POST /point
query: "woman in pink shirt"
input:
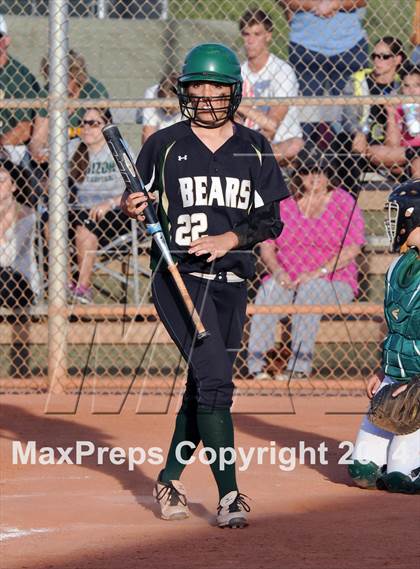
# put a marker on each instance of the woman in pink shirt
(312, 262)
(402, 143)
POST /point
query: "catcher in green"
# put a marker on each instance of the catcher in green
(387, 449)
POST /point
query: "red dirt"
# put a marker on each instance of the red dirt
(103, 517)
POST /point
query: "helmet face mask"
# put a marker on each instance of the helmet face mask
(402, 213)
(213, 64)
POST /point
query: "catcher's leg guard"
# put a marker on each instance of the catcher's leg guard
(399, 482)
(364, 474)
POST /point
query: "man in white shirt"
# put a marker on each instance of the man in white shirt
(265, 75)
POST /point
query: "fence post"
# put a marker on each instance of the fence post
(58, 234)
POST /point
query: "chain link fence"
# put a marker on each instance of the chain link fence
(335, 89)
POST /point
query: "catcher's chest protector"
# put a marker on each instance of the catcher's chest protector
(401, 357)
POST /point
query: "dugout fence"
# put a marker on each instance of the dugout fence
(68, 57)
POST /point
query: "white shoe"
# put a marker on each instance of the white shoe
(231, 511)
(172, 499)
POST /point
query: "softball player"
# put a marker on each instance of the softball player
(219, 189)
(380, 458)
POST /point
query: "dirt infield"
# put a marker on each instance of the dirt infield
(102, 516)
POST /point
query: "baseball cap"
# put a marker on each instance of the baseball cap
(3, 26)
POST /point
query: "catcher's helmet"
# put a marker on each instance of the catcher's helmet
(210, 63)
(402, 213)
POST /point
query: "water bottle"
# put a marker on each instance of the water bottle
(412, 118)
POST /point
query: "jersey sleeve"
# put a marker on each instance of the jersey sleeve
(270, 185)
(355, 234)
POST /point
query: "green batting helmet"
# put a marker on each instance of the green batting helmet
(211, 63)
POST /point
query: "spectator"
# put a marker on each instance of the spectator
(415, 37)
(327, 44)
(312, 262)
(154, 119)
(95, 215)
(265, 75)
(365, 125)
(16, 81)
(80, 86)
(402, 139)
(19, 278)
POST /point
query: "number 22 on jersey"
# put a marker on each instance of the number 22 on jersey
(190, 227)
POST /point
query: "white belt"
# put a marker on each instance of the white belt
(230, 277)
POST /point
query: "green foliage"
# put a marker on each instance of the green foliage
(384, 17)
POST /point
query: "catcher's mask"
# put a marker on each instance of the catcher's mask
(402, 213)
(215, 64)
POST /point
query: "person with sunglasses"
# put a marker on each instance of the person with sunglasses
(95, 215)
(324, 224)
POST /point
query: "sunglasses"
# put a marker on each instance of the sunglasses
(383, 56)
(93, 124)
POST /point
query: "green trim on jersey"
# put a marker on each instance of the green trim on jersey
(401, 350)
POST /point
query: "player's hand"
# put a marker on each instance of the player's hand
(135, 204)
(97, 212)
(326, 8)
(373, 385)
(214, 245)
(306, 277)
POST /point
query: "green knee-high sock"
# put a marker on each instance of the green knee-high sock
(216, 430)
(186, 429)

|---|

* **SHORT TASK**: Count the lines in the items above that contain the string "protector", treating uppercase and lowercase letters as distinct, and reply with the number alone.

* **SOLUTION FOR THIS TASK**: 2